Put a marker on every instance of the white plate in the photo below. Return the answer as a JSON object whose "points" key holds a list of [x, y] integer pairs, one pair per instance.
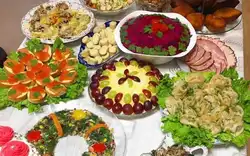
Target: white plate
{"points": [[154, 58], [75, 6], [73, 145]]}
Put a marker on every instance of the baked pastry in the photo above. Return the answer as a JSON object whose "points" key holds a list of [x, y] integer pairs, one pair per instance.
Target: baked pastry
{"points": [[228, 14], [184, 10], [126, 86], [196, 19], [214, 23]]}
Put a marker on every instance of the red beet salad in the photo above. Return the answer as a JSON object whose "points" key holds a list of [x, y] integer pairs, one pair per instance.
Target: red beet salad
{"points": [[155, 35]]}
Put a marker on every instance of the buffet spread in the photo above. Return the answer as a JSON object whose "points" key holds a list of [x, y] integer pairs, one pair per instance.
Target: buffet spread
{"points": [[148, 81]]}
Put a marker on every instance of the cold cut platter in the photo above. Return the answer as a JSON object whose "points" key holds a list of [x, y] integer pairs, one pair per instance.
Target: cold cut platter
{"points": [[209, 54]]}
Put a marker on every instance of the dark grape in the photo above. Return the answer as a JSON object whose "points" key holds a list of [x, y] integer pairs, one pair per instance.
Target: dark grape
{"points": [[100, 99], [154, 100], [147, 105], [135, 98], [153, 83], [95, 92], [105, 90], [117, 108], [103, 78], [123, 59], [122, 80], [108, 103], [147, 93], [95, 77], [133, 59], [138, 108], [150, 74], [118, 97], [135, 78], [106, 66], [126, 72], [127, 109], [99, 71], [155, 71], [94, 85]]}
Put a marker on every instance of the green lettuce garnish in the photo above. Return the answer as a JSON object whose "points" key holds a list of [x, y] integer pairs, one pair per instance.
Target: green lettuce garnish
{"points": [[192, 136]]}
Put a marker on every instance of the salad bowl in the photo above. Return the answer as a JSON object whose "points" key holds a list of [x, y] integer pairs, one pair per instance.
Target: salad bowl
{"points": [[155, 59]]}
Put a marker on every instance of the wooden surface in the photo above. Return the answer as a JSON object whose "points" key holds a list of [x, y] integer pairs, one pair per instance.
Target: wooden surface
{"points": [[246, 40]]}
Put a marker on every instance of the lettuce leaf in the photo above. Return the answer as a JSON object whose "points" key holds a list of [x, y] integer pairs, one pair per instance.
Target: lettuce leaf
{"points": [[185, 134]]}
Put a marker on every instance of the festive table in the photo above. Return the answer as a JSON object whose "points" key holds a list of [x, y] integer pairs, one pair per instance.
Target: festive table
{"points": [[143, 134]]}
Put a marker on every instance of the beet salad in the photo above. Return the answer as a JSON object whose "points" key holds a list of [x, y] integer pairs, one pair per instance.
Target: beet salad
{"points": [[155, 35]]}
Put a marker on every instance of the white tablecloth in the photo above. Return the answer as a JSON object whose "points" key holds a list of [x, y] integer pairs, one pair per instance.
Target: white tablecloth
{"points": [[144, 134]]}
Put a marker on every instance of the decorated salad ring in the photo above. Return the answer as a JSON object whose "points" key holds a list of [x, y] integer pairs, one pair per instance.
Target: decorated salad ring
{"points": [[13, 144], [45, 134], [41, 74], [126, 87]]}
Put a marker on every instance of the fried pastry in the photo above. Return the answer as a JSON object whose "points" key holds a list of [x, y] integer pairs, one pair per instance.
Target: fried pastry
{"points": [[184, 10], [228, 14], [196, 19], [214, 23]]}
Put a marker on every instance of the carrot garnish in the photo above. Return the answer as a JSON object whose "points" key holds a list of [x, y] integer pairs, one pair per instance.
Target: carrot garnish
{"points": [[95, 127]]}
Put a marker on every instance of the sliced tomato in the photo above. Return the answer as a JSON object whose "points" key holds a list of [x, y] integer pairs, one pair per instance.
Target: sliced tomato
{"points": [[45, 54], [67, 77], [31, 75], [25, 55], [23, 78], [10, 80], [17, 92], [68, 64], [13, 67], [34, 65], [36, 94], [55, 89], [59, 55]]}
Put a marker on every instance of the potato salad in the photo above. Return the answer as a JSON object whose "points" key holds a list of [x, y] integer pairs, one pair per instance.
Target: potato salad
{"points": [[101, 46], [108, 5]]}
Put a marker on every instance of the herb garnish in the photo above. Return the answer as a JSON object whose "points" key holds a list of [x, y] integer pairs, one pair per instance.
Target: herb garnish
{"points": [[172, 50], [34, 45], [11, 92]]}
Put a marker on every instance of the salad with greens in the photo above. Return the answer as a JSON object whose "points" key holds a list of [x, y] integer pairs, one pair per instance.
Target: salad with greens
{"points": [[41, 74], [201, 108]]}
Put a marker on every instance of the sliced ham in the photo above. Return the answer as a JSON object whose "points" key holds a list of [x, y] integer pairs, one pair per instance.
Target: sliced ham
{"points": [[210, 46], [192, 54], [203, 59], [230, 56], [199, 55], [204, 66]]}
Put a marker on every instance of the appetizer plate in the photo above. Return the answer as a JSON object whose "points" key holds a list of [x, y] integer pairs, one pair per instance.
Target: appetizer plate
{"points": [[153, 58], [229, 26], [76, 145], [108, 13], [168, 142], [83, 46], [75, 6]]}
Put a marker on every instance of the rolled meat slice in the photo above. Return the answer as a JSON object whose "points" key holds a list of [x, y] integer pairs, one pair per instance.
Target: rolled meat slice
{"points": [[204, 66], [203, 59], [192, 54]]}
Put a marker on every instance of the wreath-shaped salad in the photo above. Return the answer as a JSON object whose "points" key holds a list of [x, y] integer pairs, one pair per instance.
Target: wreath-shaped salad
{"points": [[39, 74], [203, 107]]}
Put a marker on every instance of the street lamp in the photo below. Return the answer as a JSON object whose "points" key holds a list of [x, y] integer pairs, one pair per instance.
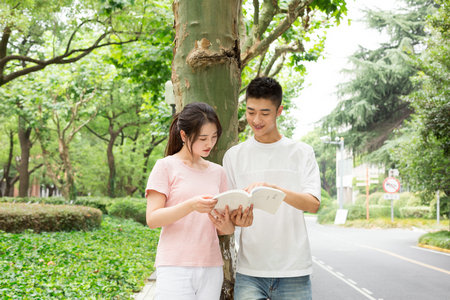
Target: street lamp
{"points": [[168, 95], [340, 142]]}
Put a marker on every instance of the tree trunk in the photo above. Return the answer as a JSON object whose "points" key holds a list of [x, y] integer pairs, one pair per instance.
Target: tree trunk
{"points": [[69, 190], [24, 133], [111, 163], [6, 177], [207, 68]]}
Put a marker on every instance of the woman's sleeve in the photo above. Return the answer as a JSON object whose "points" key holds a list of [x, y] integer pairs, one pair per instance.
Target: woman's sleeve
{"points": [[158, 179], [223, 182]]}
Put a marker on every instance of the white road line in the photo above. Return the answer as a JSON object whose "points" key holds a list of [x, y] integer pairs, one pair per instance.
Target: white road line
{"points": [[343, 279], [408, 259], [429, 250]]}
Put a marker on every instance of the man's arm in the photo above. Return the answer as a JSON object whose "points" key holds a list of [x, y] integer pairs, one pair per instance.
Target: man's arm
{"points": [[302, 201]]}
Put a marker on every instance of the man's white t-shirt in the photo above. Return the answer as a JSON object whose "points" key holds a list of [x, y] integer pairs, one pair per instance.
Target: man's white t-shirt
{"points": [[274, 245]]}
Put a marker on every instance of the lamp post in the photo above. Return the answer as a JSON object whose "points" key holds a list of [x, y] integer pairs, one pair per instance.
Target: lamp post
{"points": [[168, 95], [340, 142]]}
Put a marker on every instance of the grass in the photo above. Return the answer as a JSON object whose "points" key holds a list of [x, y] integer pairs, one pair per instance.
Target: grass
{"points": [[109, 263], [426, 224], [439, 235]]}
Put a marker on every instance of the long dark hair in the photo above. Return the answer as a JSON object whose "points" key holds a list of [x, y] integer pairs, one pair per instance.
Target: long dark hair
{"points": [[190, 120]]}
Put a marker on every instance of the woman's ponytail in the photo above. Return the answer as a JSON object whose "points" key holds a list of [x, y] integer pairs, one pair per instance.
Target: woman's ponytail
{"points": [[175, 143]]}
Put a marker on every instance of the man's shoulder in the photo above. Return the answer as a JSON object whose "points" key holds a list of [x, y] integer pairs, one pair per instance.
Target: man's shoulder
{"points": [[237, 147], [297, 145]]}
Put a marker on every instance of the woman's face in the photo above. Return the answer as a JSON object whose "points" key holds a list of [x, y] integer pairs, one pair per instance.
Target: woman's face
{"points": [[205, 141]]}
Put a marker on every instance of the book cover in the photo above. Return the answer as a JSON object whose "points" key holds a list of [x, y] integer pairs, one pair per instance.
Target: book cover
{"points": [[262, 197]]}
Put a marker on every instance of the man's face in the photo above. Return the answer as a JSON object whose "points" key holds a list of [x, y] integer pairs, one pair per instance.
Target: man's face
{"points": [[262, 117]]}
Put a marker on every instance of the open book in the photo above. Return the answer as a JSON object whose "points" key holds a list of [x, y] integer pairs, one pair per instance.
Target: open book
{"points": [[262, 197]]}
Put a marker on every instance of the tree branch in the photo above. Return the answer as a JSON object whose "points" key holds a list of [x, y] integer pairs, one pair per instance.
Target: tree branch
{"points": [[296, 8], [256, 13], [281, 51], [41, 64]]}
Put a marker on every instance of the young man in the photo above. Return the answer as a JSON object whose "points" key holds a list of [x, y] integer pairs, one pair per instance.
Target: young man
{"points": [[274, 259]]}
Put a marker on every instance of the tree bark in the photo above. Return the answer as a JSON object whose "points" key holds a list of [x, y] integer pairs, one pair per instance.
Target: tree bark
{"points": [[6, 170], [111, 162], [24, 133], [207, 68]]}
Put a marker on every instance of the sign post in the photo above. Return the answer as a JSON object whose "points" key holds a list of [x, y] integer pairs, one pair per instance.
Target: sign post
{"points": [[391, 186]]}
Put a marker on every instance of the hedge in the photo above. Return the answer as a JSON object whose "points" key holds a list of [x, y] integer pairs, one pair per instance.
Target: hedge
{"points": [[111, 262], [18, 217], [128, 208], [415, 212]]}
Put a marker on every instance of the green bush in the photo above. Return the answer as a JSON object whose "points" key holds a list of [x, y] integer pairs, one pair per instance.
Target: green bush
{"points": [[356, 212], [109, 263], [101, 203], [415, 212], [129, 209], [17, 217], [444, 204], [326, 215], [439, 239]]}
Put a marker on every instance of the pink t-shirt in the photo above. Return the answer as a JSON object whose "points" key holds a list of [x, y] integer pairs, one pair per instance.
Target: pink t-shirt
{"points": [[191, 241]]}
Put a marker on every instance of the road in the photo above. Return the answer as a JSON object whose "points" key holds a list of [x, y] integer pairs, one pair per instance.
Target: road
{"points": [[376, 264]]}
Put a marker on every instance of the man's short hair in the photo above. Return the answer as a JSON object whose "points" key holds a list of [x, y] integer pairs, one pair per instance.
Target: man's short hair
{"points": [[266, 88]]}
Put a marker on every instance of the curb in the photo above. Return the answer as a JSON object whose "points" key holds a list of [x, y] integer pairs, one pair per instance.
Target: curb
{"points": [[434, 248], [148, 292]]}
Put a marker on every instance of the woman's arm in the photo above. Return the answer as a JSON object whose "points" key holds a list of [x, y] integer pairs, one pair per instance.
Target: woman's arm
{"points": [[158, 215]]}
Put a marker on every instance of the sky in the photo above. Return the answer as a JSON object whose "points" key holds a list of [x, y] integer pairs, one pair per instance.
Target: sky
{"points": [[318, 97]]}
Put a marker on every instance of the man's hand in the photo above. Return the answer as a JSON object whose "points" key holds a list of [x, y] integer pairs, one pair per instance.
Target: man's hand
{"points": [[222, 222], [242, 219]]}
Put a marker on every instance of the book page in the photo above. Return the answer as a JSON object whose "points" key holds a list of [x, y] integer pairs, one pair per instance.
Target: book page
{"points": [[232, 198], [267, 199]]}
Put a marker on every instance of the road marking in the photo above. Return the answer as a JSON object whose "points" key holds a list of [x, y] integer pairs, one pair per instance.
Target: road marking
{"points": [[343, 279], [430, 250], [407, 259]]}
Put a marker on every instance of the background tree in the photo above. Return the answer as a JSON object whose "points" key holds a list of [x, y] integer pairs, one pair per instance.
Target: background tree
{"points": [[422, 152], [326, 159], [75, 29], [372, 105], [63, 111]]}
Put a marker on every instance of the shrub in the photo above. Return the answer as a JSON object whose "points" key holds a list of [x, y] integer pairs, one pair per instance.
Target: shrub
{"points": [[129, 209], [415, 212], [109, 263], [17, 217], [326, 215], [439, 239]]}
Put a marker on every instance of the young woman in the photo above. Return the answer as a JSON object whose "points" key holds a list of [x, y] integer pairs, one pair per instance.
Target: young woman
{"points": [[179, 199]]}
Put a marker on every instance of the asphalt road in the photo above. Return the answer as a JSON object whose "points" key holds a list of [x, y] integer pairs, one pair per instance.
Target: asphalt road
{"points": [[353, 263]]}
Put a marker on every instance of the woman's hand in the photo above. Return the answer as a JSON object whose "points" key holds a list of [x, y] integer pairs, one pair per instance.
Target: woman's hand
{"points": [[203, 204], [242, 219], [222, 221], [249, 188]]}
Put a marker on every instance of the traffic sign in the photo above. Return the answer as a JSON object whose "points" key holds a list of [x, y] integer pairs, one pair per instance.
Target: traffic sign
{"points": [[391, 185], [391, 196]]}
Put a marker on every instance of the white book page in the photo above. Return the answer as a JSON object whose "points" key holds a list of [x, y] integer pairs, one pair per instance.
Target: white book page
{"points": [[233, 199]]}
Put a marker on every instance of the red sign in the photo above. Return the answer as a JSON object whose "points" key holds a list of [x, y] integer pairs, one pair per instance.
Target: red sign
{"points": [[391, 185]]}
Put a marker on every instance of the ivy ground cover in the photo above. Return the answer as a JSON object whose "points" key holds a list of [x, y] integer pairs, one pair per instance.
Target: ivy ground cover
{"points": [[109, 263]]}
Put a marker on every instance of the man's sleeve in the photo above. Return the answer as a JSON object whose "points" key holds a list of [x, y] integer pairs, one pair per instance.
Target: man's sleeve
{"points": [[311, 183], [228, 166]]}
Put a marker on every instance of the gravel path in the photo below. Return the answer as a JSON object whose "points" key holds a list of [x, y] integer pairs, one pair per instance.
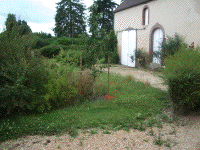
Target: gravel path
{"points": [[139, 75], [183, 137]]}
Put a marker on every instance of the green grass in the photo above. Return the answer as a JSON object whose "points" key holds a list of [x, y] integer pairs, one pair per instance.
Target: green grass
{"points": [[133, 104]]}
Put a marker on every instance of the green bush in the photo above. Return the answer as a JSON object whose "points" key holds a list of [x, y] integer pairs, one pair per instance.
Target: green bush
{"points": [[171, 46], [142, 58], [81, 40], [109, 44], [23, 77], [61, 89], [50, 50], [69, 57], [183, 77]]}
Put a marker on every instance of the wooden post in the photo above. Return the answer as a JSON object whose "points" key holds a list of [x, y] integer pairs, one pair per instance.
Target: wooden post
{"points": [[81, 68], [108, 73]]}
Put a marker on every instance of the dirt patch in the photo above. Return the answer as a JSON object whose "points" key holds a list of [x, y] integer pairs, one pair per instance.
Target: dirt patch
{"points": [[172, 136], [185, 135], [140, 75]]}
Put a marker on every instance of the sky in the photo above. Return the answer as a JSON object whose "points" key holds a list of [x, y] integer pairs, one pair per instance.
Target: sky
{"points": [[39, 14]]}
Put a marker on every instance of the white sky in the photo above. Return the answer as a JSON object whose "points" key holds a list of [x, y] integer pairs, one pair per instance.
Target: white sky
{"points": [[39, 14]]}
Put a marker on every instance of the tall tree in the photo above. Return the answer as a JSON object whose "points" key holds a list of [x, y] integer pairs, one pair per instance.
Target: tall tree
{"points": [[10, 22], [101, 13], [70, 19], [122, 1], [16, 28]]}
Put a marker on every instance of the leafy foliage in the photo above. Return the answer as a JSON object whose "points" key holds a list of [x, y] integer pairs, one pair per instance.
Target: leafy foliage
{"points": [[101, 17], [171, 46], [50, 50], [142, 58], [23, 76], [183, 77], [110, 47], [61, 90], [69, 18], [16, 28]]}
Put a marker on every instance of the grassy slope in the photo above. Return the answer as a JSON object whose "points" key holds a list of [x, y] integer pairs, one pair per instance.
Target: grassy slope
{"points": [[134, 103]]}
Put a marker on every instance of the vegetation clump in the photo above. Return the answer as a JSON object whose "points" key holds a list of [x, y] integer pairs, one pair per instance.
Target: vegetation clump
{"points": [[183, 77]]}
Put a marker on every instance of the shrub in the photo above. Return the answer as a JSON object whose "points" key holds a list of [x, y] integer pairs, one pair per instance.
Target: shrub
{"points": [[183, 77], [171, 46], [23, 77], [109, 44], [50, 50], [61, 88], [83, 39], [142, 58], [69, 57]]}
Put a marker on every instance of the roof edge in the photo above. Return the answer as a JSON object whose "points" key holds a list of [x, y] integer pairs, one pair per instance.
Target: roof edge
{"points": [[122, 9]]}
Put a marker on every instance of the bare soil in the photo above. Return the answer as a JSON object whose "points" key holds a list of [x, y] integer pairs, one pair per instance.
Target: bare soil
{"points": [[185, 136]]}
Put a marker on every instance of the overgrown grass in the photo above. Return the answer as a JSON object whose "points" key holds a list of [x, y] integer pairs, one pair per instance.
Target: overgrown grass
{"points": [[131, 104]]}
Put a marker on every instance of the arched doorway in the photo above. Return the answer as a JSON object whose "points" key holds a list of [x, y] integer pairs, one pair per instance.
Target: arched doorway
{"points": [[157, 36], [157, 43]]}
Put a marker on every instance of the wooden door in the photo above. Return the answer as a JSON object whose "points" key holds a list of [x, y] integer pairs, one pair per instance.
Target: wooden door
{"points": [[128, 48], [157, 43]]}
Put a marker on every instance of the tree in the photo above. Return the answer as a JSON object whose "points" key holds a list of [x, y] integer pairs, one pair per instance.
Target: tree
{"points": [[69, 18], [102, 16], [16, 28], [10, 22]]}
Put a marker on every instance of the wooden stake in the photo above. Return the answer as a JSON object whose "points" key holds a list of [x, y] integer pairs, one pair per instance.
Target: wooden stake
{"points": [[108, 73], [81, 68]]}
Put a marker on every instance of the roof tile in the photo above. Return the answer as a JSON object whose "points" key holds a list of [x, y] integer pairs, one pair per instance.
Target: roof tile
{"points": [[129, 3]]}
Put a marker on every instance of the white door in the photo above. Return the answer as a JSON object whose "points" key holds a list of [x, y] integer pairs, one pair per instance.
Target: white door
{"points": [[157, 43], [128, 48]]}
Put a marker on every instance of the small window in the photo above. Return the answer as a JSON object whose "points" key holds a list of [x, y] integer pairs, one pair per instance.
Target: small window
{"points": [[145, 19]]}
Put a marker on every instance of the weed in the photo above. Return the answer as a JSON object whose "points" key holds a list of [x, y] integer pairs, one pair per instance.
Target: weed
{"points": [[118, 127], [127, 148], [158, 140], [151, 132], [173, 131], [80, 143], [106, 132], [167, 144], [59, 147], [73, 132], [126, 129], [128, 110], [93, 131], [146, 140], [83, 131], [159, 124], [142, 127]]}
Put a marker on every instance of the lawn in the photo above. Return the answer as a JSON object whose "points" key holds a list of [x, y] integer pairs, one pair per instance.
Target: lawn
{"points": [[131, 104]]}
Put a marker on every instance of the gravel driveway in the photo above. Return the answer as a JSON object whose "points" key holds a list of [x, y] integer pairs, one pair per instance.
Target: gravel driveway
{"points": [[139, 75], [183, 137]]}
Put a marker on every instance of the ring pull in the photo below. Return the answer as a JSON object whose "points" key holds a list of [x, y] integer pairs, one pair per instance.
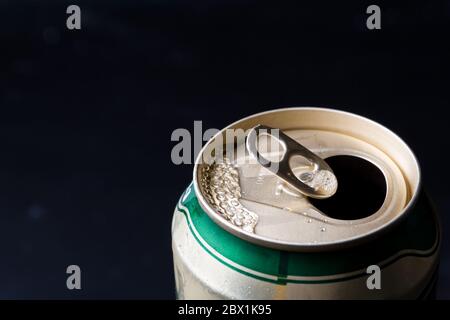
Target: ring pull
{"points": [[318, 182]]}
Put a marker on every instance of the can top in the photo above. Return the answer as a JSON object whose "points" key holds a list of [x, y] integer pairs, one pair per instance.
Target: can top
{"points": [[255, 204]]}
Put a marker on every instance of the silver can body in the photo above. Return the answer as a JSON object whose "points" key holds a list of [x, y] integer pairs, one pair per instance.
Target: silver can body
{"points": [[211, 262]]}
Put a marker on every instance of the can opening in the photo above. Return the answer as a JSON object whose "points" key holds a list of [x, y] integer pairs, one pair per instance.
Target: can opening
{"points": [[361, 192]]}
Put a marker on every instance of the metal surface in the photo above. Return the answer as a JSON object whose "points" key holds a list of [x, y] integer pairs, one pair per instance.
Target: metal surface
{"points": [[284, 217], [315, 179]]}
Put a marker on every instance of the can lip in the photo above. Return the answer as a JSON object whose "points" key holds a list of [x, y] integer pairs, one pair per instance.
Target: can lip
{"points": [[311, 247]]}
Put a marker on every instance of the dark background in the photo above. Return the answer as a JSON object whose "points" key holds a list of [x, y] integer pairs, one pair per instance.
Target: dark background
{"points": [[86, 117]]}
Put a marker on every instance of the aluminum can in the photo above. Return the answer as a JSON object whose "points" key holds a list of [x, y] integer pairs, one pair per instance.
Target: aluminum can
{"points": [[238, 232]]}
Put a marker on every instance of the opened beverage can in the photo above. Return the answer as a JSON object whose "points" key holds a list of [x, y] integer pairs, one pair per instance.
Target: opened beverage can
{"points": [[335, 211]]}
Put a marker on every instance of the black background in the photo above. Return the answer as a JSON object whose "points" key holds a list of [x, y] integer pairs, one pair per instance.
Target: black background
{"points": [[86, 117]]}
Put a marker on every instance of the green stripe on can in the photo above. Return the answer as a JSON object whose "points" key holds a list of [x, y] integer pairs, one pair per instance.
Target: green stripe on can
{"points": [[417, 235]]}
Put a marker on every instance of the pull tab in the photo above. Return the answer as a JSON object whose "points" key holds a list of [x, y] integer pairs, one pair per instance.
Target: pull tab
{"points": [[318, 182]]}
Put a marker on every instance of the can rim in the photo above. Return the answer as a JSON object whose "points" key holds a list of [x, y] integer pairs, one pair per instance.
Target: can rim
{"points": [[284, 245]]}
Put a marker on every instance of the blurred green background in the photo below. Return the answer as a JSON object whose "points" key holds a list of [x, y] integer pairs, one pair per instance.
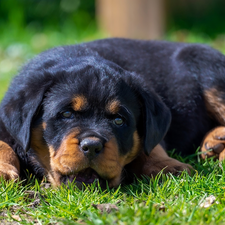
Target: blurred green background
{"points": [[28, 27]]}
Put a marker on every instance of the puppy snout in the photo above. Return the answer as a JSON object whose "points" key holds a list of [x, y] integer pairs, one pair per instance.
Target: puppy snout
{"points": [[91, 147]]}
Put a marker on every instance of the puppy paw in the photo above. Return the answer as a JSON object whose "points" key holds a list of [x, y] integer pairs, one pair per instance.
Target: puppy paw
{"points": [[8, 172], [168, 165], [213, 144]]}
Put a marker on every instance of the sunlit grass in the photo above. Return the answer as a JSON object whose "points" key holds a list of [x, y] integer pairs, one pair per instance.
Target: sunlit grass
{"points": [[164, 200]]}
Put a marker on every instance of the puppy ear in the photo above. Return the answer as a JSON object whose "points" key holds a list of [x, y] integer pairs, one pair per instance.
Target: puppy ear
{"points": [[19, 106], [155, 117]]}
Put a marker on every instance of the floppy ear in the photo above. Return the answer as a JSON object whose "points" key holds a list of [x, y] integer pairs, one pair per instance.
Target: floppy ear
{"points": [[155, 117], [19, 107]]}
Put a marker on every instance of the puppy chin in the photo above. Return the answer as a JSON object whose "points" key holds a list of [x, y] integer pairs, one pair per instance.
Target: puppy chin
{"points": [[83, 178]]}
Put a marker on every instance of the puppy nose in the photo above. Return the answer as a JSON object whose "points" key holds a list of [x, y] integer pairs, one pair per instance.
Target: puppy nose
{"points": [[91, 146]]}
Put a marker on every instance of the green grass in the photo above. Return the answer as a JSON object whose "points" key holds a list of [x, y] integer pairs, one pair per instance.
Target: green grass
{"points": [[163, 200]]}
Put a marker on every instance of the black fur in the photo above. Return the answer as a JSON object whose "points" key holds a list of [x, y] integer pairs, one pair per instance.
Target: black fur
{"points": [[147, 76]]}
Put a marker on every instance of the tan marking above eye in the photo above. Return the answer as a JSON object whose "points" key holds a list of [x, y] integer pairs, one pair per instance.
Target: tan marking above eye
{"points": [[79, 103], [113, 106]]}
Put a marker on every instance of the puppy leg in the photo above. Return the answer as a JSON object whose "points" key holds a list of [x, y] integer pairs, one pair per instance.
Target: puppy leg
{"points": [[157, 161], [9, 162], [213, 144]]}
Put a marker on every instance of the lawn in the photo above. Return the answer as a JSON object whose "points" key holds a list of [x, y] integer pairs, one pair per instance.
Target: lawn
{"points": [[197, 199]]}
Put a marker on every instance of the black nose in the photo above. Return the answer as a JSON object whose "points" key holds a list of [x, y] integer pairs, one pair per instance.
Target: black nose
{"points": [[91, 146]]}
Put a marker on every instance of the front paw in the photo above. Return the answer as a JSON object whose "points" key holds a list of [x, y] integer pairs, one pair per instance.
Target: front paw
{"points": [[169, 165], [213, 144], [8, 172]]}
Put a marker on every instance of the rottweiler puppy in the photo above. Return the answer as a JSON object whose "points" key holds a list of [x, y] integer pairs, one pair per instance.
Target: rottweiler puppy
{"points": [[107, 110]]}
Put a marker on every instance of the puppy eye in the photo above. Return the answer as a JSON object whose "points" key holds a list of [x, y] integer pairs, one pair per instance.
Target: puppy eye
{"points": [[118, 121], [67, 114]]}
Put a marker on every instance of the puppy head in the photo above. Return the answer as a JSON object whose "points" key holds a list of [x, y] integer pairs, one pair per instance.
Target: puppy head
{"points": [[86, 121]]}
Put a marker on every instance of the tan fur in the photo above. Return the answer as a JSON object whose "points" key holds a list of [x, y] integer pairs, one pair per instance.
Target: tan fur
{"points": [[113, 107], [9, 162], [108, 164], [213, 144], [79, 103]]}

**Problem to work on:** Count how many lines above hold the word "below", then reply with that number alone.

**Solved exercise:** 5